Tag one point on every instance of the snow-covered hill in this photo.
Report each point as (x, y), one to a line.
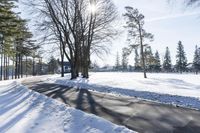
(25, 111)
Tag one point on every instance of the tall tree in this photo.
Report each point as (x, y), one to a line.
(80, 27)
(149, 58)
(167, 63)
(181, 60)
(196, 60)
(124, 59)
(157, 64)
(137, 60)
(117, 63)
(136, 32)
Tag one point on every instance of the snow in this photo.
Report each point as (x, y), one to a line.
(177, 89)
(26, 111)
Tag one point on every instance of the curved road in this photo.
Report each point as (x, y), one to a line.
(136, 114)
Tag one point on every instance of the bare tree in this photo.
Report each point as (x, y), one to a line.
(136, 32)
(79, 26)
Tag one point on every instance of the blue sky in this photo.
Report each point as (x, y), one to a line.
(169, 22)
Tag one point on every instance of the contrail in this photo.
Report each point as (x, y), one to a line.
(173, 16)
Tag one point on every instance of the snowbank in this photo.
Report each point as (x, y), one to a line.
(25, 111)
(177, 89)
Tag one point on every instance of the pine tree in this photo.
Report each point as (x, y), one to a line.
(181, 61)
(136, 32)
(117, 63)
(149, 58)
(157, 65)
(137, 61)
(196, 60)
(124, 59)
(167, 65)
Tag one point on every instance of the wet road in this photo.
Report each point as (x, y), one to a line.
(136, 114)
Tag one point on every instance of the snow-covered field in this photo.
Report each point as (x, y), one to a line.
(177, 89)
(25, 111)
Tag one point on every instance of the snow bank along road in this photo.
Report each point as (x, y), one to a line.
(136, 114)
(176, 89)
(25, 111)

## What is expected
Convert the listing above into a two-column CSV with the header instruction,points and one row per request. The instruction column holds the request text and the points column holds its answer, each in a single quoted field with line breaks replaced by spaces. Include every request in the listing and leave out the pictures.

## Response to the exercise
instruction,points
"Tag one point on every instance of the snow-covered hill in this photo. Report each point as (x, y), one to a line.","(25, 111)"
"Tag one point on every instance of the tall tree in this photo. Report each point as (x, y), one to a line.","(80, 27) (149, 58) (167, 63) (181, 60) (196, 60) (124, 59) (157, 64) (137, 60) (117, 63) (136, 32)"
"Tag one point on every instance of the snow in this photo. Report each point as (x, y), one to a line.","(177, 89) (26, 111)"
"Tag one point on every instance of the curved road in this photo. Report each point as (x, y), one to a line.","(136, 114)"
"Tag one point on every instance of the bare tree in this photo. Report each point as (x, y), one to a line.","(136, 32) (79, 26)"
"Tag one point on every instance of the blue sky in this photo. Report each point as (x, y), one to a line.","(169, 22)"
"Tag one point on every instance of the contrail in this photo. Report each point as (x, y), one to a line.","(173, 16)"
"Tag one point on every instance of the snowbank in this photo. Report each point as (x, y), one to a line.","(25, 111) (177, 89)"
"Tag one point on every instance of the pine tree in this photo. Report each point as (x, y), one to a line.","(181, 61) (136, 32) (117, 63) (149, 58) (157, 65) (137, 61) (196, 60) (124, 59) (167, 65)"
"Tag one point on every instance of the wet road in this photo. Report each point as (x, y), one to a line.","(136, 114)"
"Tag one point on every instance of the snow-covered field in this photo. Report each point as (x, y), one to a line.","(177, 89) (25, 111)"
"Tag one point on every instance of the snow bank along road in this photo. Report each point as (x, y), one to a line.","(136, 114) (176, 89) (25, 111)"